In the material below, arrange the lines from the one containing "Where can the pendant" through the one containing "Target: pendant chandelier" as a Markdown table with the columns Row and Line, leaving out blank lines. Include only those lines, with both end lines counted.

#### Supplied material

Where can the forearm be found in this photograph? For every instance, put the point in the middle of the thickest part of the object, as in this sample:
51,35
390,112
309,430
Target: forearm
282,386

########
#### Supplied material

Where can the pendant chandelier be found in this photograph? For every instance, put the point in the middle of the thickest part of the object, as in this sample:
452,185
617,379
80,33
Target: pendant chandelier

########

Written answer -
| Row | Line |
|---|---|
| 1 | Where can the pendant chandelier be found in this photograph? For every instance, put the point in the middle of the thickest part of the object, as in this sample: |
| 2 | 452,185 |
| 3 | 617,379 |
| 4 | 80,33 |
| 5 | Target: pendant chandelier |